SELECTED TEXT:
========================================================================

A transplantation study of this species to new habitat show that it can only grow when sand is present nearby. This is because while it cannot adhere to or grow on sand itself, transient burial in or scouring by sand serves to deter an overabundance of algae grazers that can otherwise quickly eliminate this slow-growing seaweed. While it grows slowly, the encrusting C. setchellii can at times overtake and smother other rock-adherent life, including other algae and sessile invertebrates.

As a cushion-forming macroalgae, many other species of macroalgae have been found growing atop it as epiphytes. These include species of red algae such as Colaconema rhizoideum , as well as Antithamnion densum, Campylaephora gardneri, Erythrotrichia carnea, Griffithsia pacifica, Herposiphonia plumula, Polysiphonia pacifica, Porphyrostromium boryanum, and Pterosiphonia dendroidea. Other ephiphytes on C. setchelli include species of brown algae such as Ectocarpus commensalis , Ectocarpus siliculosus , and Feldmannia simplex.

========================================================================

[Data items]

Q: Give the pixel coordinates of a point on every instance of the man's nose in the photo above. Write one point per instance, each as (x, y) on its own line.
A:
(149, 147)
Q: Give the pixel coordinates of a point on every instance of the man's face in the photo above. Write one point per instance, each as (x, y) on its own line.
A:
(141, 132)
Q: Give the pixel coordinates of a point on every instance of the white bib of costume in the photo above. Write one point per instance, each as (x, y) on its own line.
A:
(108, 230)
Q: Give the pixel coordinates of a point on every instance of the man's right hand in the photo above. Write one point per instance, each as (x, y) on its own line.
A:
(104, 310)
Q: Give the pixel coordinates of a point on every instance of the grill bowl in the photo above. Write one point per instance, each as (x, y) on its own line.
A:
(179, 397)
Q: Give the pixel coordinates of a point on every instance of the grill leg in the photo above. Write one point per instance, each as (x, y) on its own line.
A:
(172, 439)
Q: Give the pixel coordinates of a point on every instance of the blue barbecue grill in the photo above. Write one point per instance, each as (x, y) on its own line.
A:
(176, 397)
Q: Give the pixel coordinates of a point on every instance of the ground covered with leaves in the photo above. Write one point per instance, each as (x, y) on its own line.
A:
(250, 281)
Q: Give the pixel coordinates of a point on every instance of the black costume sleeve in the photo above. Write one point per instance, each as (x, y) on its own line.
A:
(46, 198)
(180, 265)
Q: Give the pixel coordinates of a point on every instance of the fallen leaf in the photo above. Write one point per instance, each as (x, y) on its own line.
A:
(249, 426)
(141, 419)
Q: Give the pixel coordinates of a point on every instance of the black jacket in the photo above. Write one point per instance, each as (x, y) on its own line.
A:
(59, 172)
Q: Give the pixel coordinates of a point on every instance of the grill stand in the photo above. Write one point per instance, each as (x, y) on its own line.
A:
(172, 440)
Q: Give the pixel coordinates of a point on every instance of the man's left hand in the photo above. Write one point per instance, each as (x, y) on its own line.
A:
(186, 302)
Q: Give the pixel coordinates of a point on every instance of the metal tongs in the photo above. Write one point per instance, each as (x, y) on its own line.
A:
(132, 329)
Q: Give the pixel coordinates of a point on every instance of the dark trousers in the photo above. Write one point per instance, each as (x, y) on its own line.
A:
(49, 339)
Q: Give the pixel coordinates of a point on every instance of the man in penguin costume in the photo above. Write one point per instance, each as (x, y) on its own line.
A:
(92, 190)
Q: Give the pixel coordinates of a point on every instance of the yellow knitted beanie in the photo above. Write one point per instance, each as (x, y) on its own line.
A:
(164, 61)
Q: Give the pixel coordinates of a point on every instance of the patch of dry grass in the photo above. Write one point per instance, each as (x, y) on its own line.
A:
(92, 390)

========================================================================

CHECK YOUR UNDERSTANDING:
(1) Answer these questions from the C. setchellii text above:
(a) What must be present nearby for this species to grow, according to the transplantation study?
(b) What does burial in or scouring by sand deter?
(c) Which brown algae are named as epiphytes on C. setchellii?
(2) Please carry on the C. setchellii text from its final sentence.

ANSWERS FOR THE EXERCISE:
(1)
(a) Sand.
(b) An overabundance of algae grazers.
(c) Ectocarpus commensalis, Ectocarpus siliculosus, and Feldmannia simplex.

(2)
==Life cycle==
Codium setchellii is unusually long-lived for green algae; if it survives early life and attains a diameter of 4 cm or more, it will likely live for several years. As in most other Codium species, the life cycle is likely a simple diplontic sexual one. Reproduction mainly takes place in winter, from November to December, when the dominant diploid thallus develops gametangia. This species is dioecious, meaning that the male and female gametangia are formed in separate individuals. Both types of gametangia spawn mobile, flagellated gametes. After fertilization occurs in the seawater, the zygote eventually settles on a rocky surface and a diploid germling begins to grow into an adult thallus.

Parthenogenesis has not been observed in this species, but occurs in its congener Codium fragile. Neither is there evidence that this species can asexually reproduce via fragmentation of the thallus. While experimental transplantation is possible, broken off pieces of thallus are not able to re-adhere by themselves to a rocky surface, and thus die.

==Etymology==
The epithet setchellii honors William Albert Setchell, a colleague of N. L. Gardner, who also worked to describe members of the Codium genus.

==Taxonomy==
The heterotypic synonym Codium adhaerens var. incrassatum (Dellow 1952) is not an accepted name.